## Direction 1
Rewrite the Advent passage starting with "So, this Advent, if" and going on through "a whispered prayer.", putting "compassion" in place of "mercy".
## Direction 2
Answer these questions about the Advent passage:
(a) What does the enduring faith answer a shout with?
(b) Who is quoted as writing for our current moment?
(c) In that quote, what should we resist with where there are lies?

## Article
+ + + +

So, this Advent, if you’re looking for a bit of the promise of that first Christmas consider this: whenever some persons trade their faith for the treasures of this world, elsewhere a remnant of true faith always seemingly endures. A faith that answers power with mercy, hate with love, a shout with a whispered prayer.
It’s written that nobody can serve two masters, even as many evangelicals seem content to try and serve God, Mammon, and darker gods aside. But a compromised faith, a tainted faith, an implicated faith can only flourish for so long, and genuine faith can never be extinguished. Writer and scholar Burke Gerstenschlager writes for our current moment that “In the midst of Propaganda and Gospel, we must resist … with love where there is hate. Resist with kindness where there is abandonment. Resist with grace where there is cruelty. Resist with justice where there is impunity. Resist with knowledge where there is ignorance. Resist with truth where there are lies. Advent is our season.” For if Bonhoeffer and the Confessing Church provide us any Advent succor it’s this: even at the darkest of hours when faith seems all but extinguished a faint light can still glimmer so that we may see. And to those implicated, those collaborators, those who’ve traded faith for power, and those who chant “We want God” – consider that you should be careful what you wish for. God may be precisely what we get.

+ + + +

## Listing
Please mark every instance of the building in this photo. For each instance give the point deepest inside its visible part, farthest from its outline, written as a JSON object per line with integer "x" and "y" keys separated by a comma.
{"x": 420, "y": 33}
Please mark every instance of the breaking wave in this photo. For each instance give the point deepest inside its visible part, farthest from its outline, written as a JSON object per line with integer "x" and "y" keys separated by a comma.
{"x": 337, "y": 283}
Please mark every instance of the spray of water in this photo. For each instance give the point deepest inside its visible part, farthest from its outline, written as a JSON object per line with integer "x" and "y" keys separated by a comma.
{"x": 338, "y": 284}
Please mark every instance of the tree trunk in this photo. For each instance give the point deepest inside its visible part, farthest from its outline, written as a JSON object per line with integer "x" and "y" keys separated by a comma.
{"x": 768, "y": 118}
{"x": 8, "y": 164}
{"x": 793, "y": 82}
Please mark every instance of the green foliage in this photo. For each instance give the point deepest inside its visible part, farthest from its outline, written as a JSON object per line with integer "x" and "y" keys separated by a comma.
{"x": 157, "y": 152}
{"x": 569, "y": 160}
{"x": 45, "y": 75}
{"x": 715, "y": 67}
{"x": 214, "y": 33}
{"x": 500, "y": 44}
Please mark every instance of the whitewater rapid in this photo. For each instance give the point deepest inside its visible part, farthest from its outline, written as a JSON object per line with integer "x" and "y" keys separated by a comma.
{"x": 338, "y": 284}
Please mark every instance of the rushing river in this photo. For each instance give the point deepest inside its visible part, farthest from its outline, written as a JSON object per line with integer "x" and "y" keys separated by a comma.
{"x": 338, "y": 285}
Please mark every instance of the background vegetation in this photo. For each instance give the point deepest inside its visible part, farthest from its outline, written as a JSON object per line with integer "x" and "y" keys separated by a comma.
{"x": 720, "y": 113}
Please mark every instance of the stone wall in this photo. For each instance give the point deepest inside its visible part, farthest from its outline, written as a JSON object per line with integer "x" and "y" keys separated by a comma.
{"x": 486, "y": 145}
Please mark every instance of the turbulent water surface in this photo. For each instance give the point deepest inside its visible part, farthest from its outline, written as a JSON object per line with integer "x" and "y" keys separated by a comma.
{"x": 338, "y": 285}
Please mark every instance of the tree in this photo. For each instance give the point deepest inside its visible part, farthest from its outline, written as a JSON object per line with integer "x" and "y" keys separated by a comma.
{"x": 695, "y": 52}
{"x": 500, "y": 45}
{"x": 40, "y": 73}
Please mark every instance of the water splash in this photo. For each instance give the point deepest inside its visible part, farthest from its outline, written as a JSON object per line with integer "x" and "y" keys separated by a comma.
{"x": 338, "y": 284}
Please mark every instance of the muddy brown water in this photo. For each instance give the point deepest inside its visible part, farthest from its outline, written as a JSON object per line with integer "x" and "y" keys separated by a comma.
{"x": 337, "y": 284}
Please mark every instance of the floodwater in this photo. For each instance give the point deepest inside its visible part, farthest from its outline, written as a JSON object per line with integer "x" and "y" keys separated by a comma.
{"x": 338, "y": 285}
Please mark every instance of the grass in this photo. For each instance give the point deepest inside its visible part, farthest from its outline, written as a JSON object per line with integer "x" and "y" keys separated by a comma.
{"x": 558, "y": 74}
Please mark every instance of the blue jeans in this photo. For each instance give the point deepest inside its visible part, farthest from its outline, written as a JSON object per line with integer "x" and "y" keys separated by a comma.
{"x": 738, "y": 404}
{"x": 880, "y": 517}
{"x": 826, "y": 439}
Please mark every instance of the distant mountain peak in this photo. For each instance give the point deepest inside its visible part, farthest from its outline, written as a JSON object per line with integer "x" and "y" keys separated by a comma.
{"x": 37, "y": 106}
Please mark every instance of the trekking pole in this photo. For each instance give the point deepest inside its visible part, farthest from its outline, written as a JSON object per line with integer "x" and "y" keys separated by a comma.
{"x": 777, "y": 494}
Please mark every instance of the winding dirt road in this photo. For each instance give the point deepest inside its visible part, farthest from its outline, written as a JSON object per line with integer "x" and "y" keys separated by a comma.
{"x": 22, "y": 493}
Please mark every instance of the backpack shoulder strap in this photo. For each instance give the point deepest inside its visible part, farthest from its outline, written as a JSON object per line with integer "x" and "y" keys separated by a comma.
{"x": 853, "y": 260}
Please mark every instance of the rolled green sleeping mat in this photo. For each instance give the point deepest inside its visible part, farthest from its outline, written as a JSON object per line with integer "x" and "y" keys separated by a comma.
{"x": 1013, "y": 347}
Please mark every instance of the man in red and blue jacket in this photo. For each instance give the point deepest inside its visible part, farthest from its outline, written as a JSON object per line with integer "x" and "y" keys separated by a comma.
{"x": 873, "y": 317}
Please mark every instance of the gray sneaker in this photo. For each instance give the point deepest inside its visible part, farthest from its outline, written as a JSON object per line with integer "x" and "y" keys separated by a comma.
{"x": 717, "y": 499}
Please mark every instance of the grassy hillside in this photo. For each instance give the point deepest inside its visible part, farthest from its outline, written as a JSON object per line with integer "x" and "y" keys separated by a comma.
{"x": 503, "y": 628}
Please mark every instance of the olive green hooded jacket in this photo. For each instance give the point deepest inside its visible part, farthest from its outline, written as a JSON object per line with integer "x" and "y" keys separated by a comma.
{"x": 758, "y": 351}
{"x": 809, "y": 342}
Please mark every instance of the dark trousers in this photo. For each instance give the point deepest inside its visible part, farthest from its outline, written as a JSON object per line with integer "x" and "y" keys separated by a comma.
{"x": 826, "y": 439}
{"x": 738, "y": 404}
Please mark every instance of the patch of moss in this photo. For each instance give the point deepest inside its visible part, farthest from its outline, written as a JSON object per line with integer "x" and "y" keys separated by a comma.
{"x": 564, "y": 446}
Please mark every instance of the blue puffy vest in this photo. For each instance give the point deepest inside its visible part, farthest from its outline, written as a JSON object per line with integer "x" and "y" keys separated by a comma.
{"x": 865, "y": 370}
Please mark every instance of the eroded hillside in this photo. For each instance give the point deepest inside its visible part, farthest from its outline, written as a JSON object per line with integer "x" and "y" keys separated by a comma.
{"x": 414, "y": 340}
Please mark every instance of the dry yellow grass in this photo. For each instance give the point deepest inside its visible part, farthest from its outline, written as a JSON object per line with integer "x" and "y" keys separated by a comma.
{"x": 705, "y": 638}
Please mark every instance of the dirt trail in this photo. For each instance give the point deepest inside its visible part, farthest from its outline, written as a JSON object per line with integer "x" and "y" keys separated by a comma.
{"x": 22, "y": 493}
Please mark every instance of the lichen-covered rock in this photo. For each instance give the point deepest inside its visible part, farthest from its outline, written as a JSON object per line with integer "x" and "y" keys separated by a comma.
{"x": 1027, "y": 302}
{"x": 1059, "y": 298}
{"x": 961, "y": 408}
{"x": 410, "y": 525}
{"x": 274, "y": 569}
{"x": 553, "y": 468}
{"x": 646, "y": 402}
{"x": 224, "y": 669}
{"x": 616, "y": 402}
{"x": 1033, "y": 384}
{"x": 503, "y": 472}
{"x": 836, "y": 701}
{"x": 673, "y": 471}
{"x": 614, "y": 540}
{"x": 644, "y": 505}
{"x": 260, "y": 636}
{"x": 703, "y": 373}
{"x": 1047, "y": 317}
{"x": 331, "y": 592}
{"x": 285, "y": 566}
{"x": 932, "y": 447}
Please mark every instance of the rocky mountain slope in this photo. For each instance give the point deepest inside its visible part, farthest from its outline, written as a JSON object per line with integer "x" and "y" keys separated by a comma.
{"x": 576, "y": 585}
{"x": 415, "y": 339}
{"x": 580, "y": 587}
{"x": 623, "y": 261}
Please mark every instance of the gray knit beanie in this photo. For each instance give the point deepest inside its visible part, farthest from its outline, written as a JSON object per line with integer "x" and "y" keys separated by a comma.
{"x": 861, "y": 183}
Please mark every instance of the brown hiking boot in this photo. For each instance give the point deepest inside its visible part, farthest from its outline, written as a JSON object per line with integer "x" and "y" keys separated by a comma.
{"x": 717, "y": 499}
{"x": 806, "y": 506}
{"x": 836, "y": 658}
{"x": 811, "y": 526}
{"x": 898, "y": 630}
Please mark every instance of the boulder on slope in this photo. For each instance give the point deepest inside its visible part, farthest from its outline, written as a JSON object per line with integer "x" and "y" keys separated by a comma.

+ + + +

## Task solution 1
So, this Advent, if you’re looking for a bit of the promise of that first Christmas consider this: whenever some persons trade their faith for the treasures of this world, elsewhere a remnant of true faith always seemingly endures. A faith that answers power with compassion, hate with love, a shout with a whispered prayer.

## Task solution 2
(a) A whispered prayer.
(b) Writer and scholar Burke Gerstenschlager.
(c) Truth.